▶ Required work:
Turn every line of the records below into a numbered list, skipping any blank lines. Leave the pictures out.

▶ Listing:

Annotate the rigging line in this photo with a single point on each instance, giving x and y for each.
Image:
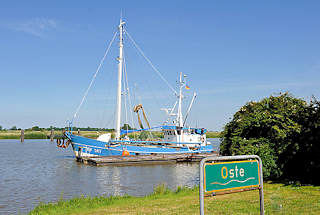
(150, 63)
(128, 91)
(125, 91)
(94, 77)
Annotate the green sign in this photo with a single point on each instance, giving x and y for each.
(231, 175)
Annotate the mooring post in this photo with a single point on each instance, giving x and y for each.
(51, 135)
(22, 136)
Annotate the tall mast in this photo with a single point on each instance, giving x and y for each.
(179, 117)
(120, 59)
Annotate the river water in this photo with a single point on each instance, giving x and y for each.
(37, 171)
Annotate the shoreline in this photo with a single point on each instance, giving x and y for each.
(279, 198)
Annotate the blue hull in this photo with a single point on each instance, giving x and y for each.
(90, 147)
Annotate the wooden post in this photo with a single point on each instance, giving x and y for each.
(51, 135)
(22, 136)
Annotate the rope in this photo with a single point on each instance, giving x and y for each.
(93, 78)
(150, 63)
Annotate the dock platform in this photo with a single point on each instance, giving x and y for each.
(144, 159)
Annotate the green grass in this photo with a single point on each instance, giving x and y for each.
(279, 199)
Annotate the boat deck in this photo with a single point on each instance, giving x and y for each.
(144, 159)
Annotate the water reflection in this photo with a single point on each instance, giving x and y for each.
(37, 171)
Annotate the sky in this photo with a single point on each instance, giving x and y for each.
(232, 52)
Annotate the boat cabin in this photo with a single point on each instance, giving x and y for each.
(185, 135)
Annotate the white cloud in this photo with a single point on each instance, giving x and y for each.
(36, 27)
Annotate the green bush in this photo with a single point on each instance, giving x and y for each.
(282, 130)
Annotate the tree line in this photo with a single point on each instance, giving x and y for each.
(284, 131)
(37, 128)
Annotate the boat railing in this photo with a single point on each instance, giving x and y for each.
(145, 142)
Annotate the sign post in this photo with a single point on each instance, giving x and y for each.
(228, 173)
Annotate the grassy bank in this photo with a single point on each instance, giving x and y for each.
(279, 199)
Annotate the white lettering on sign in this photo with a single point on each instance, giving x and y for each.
(232, 172)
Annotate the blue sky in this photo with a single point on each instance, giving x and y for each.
(232, 51)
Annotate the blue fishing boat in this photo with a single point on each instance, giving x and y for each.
(177, 138)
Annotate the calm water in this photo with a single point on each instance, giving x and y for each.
(38, 171)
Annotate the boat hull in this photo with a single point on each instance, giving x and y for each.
(86, 147)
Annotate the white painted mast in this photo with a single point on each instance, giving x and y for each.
(120, 59)
(179, 117)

▶ Task solution:
1. Annotate the rigging line in this photo with a single point on each instance, giving x and y for each.
2. Image:
3. (150, 63)
4. (128, 91)
5. (125, 91)
6. (94, 77)
7. Annotate the green sign in this photo with a single point on each instance, giving x and y for each.
8. (231, 175)
9. Annotate the mooring post in this photo with a single point on each instance, giving x and y for each.
10. (51, 135)
11. (22, 136)
12. Annotate the tall mast in this photo with a single point on each instance, giving x and y for each.
13. (179, 117)
14. (120, 59)
15. Annotate the river water in this photo with a single point on each instance, giving x and y for each.
16. (37, 171)
17. Annotate the shoreline in this photo with a single point on each instance, giving x and y for each.
18. (279, 198)
19. Annotate the blue hull in this photo with a single point on each instance, giving x and y for each.
20. (90, 147)
21. Annotate the wooden post in this photo with a single point on each instance, giving x and y for each.
22. (51, 135)
23. (22, 136)
24. Annotate the rope in this photo with a single point on each instance, giving x and y for each.
25. (93, 78)
26. (150, 63)
27. Annotate the dock platform in this photo with a single point on each instance, giving x and y for each.
28. (144, 159)
29. Annotate the green grass in this photo with a single point on each instance, giving x and y for each.
30. (279, 199)
31. Annotate the boat deck in this photo with a single point on each instance, giving x and y for each.
32. (144, 159)
33. Annotate the water reflection in this photo with a single point on each instance, giving x and y for each.
34. (37, 171)
35. Annotate the sky in this photo with a single point on each instance, giving x and y for each.
36. (232, 52)
37. Annotate the boat cabin in this photo with a single point on each instance, giving x and y for each.
38. (185, 135)
39. Annotate the white cloud in this photo with a single point on each instance, giving x and y for each.
40. (36, 27)
41. Annotate the green bush in this photo with a single point on each instance, giving x and y for each.
42. (282, 130)
43. Annotate the tree line in this photo with a single point on each instance, giving x and y for each.
44. (284, 131)
45. (37, 128)
46. Annotate the boat railing in this photo with a single point on each instance, giving x and y for each.
47. (145, 142)
48. Annotate the sign post in this photo with a single point on each instance, giving x and y for each.
49. (228, 173)
50. Annotate the grassy bank in this photo with a single point on each instance, giving x and y for each.
51. (279, 199)
52. Annotate the white lettering on sign in this photo with a single point on each instance, giving x and y for each.
53. (232, 172)
54. Annotate the blue sky in this photo with a single point on each instance, giving x and y for each.
55. (232, 51)
56. Annotate the blue fishing boat in this photo with a single point on each instance, giving x and y for each.
57. (177, 138)
58. Annotate the calm water in this photo with a single point on each instance, giving x and y for each.
59. (38, 171)
60. Annotate the boat hull in this photo with a single point on each instance, giving x and y for each.
61. (86, 147)
62. Annotate the white painted mast in this photo with a single point on each instance, giving x and y for each.
63. (120, 59)
64. (179, 117)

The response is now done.